Return the passage of the text about D.A.V. Public School, Pushpanjali Enclave that starts at "The school has" and ends at "Secondary Education (CBSE).", copied word for word.
━━━━━ TEXT UNDER STUDY
Location
- Pushpanjali Enclave, Pitampura New Delhi, Delhi India
- Coordinates: 28°36′28″N 77°12′40″E﻿ / ﻿28.6077121°N 77.2112365°E

Information
- Type: Private
- School district: North Delhi
- Affiliation: Central Board of Secondrary Education

= D.A.V. Public School, Pushpanjali Enclave =

D.A.V. Public School is a school in Pushpanjali Enclave, New Delhi, India. The school was founded in 1989, in a kothi (bungalow) with only 400 students and 20 teachers. Gradually, the school started to develop and it now has a building with another kindergarten branch. The school teaches students from Lower Kindergarten (L.K.G.) to Class XII.

The school has approximately 4000 students with 200 staff members under the guidance of principal, Mrs. Rashmi Raj Biswal. The school covers an area of 4 acres, with a separate kindergarten wing. The school celebrated its 25th anniversary on 23 January 2014. The school is affiliated to the Central Board of Secondary Education (CBSE).
━━━━━━━━━━
━━━━━ EXCERPTED RECORDS
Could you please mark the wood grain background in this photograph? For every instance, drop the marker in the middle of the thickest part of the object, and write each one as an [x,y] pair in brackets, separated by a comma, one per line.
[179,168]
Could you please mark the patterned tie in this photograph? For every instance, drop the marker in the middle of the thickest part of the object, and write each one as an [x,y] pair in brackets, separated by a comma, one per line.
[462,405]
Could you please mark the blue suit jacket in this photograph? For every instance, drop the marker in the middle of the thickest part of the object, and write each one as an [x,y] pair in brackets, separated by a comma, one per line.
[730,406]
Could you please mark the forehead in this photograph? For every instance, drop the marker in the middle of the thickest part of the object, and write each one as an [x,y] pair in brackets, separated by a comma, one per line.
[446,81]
━━━━━━━━━━
EXERCISE SOLUTION:
The school has approximately 4000 students with 200 staff members under the guidance of principal, Mrs. Rashmi Raj Biswal. The school covers an area of 4 acres, with a separate kindergarten wing. The school celebrated its 25th anniversary on 23 January 2014. The school is affiliated to the Central Board of Secondary Education (CBSE).